## Problem details
Pick out every line in the records that contains the word "stone", and copy each one. Case counts.

____ Given entries

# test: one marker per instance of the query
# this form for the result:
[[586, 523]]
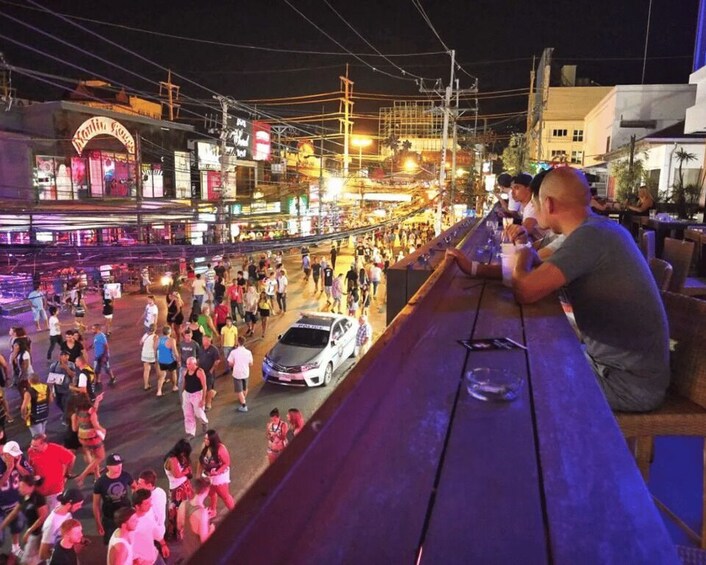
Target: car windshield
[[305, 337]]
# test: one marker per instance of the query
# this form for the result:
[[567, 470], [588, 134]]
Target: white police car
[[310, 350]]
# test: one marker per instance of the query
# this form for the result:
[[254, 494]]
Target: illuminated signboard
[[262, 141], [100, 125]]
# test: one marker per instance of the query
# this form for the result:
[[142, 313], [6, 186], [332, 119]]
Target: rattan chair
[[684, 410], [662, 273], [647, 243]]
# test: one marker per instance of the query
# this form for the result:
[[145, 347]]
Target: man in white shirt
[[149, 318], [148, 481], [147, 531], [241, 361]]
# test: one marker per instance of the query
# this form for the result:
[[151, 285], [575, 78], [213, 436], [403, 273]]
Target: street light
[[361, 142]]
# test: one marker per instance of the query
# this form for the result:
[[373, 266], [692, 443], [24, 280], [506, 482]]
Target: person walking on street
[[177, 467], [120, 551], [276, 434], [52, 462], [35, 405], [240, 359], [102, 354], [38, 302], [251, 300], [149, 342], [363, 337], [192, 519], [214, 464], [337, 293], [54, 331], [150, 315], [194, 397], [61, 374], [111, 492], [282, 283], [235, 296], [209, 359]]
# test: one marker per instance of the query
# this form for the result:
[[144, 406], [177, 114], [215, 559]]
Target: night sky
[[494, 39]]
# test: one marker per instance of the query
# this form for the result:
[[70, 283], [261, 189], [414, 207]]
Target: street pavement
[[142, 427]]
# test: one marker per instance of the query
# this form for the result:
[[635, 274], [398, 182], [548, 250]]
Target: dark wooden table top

________
____ Given entries

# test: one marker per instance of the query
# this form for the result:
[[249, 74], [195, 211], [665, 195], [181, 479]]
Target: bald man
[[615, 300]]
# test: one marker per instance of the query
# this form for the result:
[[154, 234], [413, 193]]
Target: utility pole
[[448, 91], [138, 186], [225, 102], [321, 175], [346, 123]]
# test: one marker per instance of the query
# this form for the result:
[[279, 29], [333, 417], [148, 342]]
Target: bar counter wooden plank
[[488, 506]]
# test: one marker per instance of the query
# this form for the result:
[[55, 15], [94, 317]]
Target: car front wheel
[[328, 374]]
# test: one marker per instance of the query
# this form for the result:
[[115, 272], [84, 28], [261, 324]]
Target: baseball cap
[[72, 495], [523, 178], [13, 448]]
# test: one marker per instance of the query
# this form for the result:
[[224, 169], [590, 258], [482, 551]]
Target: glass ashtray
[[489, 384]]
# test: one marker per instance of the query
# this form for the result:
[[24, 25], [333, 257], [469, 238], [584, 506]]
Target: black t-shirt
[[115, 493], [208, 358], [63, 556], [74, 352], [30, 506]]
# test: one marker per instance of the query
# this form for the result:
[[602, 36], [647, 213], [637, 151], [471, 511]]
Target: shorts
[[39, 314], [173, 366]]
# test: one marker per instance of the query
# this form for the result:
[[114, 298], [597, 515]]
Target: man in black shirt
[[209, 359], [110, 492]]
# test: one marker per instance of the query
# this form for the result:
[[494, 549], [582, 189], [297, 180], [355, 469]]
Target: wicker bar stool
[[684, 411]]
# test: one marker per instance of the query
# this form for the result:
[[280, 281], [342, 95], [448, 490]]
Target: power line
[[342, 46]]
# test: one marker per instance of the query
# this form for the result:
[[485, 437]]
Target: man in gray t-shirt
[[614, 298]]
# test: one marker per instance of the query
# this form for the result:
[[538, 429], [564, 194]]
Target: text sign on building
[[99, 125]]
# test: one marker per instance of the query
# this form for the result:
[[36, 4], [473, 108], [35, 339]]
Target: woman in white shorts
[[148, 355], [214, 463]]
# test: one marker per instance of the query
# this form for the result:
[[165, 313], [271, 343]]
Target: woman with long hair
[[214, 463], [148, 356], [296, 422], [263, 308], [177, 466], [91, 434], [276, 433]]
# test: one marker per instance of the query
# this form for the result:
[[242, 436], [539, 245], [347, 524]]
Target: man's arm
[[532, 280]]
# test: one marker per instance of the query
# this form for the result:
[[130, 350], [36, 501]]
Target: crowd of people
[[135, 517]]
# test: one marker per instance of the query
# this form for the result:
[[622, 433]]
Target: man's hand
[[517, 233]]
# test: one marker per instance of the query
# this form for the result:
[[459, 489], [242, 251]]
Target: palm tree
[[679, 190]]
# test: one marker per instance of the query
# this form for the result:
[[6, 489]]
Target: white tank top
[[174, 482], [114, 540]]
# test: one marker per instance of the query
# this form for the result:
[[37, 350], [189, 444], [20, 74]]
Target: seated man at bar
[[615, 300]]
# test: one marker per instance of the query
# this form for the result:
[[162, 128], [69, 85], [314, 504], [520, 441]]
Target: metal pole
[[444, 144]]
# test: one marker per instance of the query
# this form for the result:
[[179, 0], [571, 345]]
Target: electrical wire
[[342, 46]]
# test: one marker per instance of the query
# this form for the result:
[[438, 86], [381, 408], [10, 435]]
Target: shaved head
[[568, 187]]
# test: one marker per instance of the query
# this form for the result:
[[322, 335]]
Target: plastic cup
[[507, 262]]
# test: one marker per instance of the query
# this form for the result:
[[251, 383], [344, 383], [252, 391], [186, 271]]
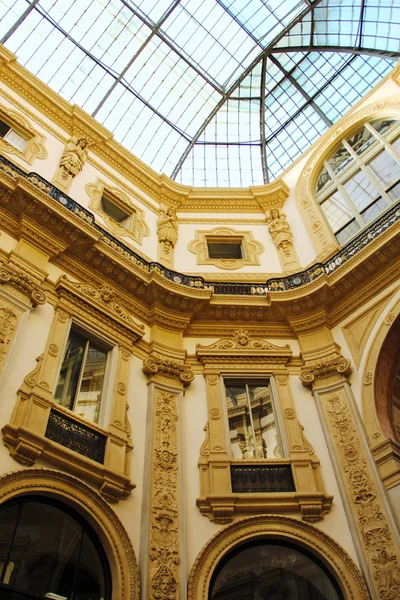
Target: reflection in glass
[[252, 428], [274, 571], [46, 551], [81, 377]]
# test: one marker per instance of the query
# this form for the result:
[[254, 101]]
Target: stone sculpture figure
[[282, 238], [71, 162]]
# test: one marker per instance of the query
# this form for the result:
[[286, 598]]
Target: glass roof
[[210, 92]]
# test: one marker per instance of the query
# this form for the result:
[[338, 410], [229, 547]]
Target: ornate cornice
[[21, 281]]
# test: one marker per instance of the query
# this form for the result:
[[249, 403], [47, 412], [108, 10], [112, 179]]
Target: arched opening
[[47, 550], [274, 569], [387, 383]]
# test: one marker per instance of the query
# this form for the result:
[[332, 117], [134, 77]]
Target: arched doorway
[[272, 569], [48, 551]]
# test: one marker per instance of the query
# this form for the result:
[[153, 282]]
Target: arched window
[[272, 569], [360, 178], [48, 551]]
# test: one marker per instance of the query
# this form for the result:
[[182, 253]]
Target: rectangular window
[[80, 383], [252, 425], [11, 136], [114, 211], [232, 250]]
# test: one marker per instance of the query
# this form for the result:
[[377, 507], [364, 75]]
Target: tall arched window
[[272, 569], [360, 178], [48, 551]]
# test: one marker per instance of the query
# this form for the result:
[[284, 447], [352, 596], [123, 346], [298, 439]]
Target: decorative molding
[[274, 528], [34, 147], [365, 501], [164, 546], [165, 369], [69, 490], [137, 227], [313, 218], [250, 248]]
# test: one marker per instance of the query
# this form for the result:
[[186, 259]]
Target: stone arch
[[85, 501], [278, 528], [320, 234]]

________
____ Given entries

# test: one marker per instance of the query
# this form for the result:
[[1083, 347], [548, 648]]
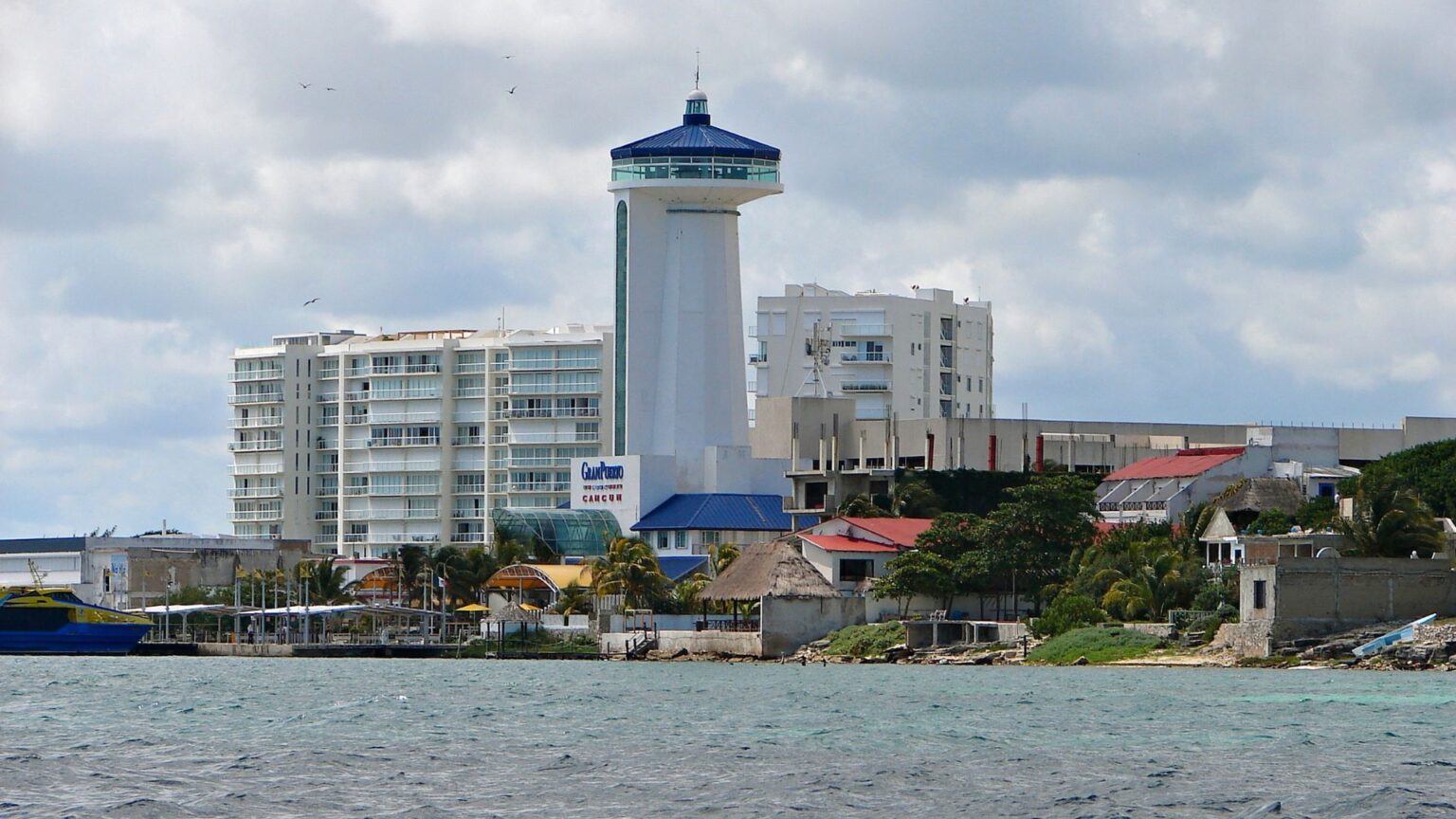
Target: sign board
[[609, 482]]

________

## Output for this task
Target: stone sculpture figure
Target: stone arch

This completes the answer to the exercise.